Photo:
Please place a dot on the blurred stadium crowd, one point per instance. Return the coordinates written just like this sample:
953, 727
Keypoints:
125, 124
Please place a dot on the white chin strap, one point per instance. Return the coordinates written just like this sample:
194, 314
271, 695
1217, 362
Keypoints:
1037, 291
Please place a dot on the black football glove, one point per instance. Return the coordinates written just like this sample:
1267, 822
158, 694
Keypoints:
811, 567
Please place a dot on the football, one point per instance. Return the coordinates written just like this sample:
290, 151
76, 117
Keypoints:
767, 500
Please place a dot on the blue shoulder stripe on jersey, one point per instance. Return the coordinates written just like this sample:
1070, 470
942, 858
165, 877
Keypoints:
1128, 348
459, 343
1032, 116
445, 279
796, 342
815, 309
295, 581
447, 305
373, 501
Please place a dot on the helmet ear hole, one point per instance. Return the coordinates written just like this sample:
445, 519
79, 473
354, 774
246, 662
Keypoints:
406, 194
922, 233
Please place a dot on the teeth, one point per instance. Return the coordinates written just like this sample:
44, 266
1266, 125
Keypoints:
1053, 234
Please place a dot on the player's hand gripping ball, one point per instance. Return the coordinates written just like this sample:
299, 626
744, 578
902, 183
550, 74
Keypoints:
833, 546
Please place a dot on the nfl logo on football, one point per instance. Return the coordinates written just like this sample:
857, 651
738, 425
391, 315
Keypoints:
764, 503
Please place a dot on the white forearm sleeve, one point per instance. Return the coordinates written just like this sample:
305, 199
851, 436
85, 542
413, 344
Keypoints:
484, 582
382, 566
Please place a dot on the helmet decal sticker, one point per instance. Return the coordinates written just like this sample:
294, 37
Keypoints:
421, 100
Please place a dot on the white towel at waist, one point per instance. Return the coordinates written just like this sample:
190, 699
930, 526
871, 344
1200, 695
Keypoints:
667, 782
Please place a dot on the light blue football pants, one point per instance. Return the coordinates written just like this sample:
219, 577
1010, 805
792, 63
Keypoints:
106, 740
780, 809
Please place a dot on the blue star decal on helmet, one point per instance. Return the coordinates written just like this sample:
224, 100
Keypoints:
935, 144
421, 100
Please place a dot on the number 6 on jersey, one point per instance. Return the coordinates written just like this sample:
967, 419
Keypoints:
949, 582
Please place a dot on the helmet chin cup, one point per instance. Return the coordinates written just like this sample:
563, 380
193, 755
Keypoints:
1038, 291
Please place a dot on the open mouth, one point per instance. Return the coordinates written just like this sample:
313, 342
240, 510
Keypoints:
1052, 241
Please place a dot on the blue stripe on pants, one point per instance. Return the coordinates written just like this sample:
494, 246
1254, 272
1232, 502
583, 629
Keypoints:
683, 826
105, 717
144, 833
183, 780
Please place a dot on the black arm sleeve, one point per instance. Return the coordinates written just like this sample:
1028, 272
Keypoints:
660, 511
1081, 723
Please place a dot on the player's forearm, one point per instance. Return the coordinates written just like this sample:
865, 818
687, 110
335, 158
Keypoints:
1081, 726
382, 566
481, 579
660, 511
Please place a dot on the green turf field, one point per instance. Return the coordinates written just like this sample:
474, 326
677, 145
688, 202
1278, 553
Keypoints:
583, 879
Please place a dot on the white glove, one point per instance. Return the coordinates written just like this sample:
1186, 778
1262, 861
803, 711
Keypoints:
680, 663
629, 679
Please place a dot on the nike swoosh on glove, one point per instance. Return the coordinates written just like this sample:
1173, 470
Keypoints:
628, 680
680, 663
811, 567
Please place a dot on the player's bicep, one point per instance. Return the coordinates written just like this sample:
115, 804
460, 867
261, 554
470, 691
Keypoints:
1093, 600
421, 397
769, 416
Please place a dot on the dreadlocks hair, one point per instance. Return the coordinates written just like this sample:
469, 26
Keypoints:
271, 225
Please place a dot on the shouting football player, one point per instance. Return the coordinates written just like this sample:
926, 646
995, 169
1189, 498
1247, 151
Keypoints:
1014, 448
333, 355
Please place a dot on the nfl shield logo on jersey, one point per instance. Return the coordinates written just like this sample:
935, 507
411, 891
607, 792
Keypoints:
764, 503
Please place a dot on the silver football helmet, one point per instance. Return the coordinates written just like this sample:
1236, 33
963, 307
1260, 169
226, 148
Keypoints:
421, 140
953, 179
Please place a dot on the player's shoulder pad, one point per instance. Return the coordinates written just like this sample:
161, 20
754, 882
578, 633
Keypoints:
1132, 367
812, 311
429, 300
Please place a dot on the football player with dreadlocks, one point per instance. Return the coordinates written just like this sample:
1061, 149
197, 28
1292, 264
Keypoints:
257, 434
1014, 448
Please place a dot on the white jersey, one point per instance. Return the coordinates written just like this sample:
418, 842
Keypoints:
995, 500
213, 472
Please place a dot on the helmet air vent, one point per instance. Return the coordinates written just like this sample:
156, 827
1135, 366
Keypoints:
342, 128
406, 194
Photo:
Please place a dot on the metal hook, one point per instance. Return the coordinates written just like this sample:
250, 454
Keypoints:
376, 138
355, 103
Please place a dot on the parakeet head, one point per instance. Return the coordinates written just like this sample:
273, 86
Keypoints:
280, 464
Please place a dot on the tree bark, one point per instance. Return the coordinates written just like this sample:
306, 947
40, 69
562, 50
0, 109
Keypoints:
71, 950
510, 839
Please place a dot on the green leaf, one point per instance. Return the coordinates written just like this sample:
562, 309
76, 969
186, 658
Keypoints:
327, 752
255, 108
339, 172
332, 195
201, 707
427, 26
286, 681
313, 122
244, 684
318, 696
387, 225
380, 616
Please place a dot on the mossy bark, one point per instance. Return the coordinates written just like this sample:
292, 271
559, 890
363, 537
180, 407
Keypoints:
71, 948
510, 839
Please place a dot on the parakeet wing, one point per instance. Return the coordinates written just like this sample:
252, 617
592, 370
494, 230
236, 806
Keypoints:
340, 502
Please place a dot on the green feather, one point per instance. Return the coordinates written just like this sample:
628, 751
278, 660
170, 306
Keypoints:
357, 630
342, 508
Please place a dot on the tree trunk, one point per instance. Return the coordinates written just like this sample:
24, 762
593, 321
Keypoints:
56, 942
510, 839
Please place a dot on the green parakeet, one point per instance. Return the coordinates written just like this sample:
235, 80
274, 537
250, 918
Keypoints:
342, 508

TASK REQUIREMENTS:
Each entry should be retyped exactly as given.

SOLUTION TO THIS EXERCISE:
Photo:
Please place a dot on the blurred stadium crowd, one point per instance. Return the coordinates written just like this sample:
953, 727
Keypoints:
125, 124
Please place a dot on the white chin strap, one point per instance. Return the coordinates written just like this sample:
194, 314
271, 695
1217, 362
Keypoints:
1037, 291
Please place a dot on the black football glove, one point per instance. Return the coordinates written just like this sample:
1267, 822
158, 694
Keypoints:
811, 567
Please place a dot on the football, one point per instance. Return the coordinates written just like this sample:
290, 151
76, 117
Keypoints:
767, 500
Please place a dot on the blue shoulder stripe on jersey, one point per instance. Return the coordinates written just like this sample:
1070, 470
942, 858
165, 877
Keypoints:
1128, 348
459, 343
1032, 116
445, 279
796, 342
815, 309
295, 581
447, 305
373, 501
Please place a dot on the helmet ear hole, one point per instance. Return the coordinates written just like this sample:
445, 519
79, 473
354, 774
246, 662
Keypoints:
406, 194
922, 233
Please place a dot on the teeth, one point per instance. Return the coordinates written just like this sample:
44, 266
1266, 125
Keypoints:
1053, 234
Please place a dot on the player's hand gripping ball, one point per instance. Return the coordinates written just like this sample:
299, 626
744, 578
902, 183
550, 74
Keypoints:
833, 546
Please place a dot on the nfl logo on football, one point per instance. Return the coordinates written just like this sample:
857, 651
738, 425
391, 315
Keypoints:
764, 503
Please place a dot on the white forearm sleeve, one point per instance. Return the coordinates written just like this sample:
305, 199
851, 436
85, 542
413, 344
Keypoints:
484, 582
382, 566
Please place a dot on the helmet decal sticker, one point per instance. Return the coordinates written just like this sample:
294, 37
Keypoints:
421, 100
Please place a dot on the white towel at waist, one point per instance. Return the coordinates written just like this sample:
190, 699
930, 526
871, 344
1200, 695
Keypoints:
667, 782
Please place a dot on the light blue football pants, one point per instance. Return the coordinates written just like this sample:
219, 577
1010, 805
792, 63
Keypoints:
106, 740
780, 809
Please place a dot on the blue star decal on helmet, one point per instance. Return the coordinates written just like this sample:
224, 100
Keypoints:
935, 144
421, 100
Please place a dot on the number 6 on jersey, one point per instance. Return the coordinates written just like this sample:
967, 419
Keypoints:
949, 582
Please place a dot on the helmet chin cup, one point per instance. Return the coordinates written just like this sample:
563, 380
193, 755
Keypoints:
1038, 291
Please place a dot on the open mouth, one point per instance. Return the coordinates written just like this sample:
313, 342
240, 510
Keypoints:
1052, 241
Please place a dot on the blue stripe on pants, one point per instance. Return the coordinates written just like this sample:
494, 246
1254, 272
1232, 502
583, 629
Keypoints:
683, 826
105, 717
144, 833
183, 780
Please place a dot on the black arm sleeve, one point per instance. Return the coordinates written just like this sample:
1028, 272
Keypoints:
660, 511
1081, 723
Please place a dot on the player's forearm, one point per instance. Return the coordinates written just like this sample:
865, 818
687, 110
335, 158
Keypoints:
1081, 726
382, 566
481, 579
660, 511
Please place a dot on the green turf field, one point per instance. Return the coordinates written just like this sample:
474, 326
677, 145
688, 202
1278, 553
Keypoints:
583, 879
Please place a dot on the white glove, one point per instance. Return the coordinates written just like this sample:
1186, 778
1262, 861
803, 711
Keypoints:
680, 663
629, 679
Please place a dot on the nike swoosh on glove, one point per instance. Return the coordinates written just like this sample:
1173, 470
Keypoints:
628, 680
680, 663
811, 567
Please place a dot on the player's bicep, one point per instance. Return the coordinates written just like this sample:
115, 804
460, 867
261, 554
470, 691
Keypoints:
1093, 600
421, 397
769, 416
Please place a dot on the dreadlocks hair, one point per instance. Return the coordinates written just like this sample:
469, 26
Keypoints:
271, 225
Please place a dot on the shouting football player, one point per instance. Return the coordinates written just like this sample:
926, 646
995, 169
1189, 498
1247, 151
Keypoints:
1014, 448
333, 355
Please place a dot on the nfl shield logo on jersey, one point per instance. Return the coordinates written just like this sample:
935, 507
411, 891
607, 792
Keypoints:
764, 503
Please place a dot on the silver football helmet, one point per instance. Return the coordinates written just like this sample:
1236, 33
963, 307
1260, 169
226, 148
Keypoints:
421, 140
953, 179
Please place a dot on the player's shoulder pad, one point per instance. Return the coordinates written just like this sample:
161, 20
754, 882
578, 633
Keypoints:
1132, 367
812, 311
429, 300
Please place a dot on the football player with dreadlocks, one point per instance. Return the coordinates written just like this sample:
1061, 149
197, 28
1292, 264
Keypoints:
257, 434
1014, 448
Please place a dot on the white jersey, one point per instance. Return the coordinates written just like this sample:
418, 842
Keypoints:
995, 500
213, 472
Please place a dot on the helmet air vent, one point per instance. Return the coordinates written just like this sample:
156, 827
1135, 366
Keypoints:
342, 128
406, 194
Photo:
Please place a dot on the metal hook, one point per instance. Return the coordinates written just like this sample:
250, 454
Keypoints:
376, 138
355, 103
Please place a dot on the parakeet head, one point per instance. Return the coordinates written just like this sample:
273, 86
Keypoints:
280, 464
Please place a dot on the tree bark, one point per instance. Return the coordinates written just like this sample:
306, 947
40, 69
562, 50
0, 109
Keypoints:
71, 950
510, 839
Please place a dot on the green leaf, one point per instance. Return the coordinates written just like this sample:
562, 309
76, 969
186, 658
Keypoints:
327, 752
255, 108
339, 172
332, 195
201, 707
427, 26
286, 681
313, 122
244, 684
318, 696
387, 225
380, 616
Please place a dot on the mossy bark, one point per instance. Return the coordinates written just like this sample:
292, 271
559, 890
363, 537
180, 407
Keypoints:
71, 948
510, 839
Please place a dot on the parakeet wing, one point per instance. Return the coordinates written just like this sample:
252, 617
592, 370
494, 230
236, 806
Keypoints:
340, 502
Please place a dot on the green feather, one point per instance. Return the coordinates written just like this sample:
628, 751
278, 660
170, 306
Keypoints:
357, 630
342, 508
Please place a dot on the tree trunk, one point per instance. Return the coordinates written just like this sample:
24, 762
593, 321
Keypoints:
56, 942
510, 839
Please place a dot on the green parakeet, one point per instance. Return the coordinates written just like this sample:
235, 80
274, 537
250, 918
Keypoints:
342, 508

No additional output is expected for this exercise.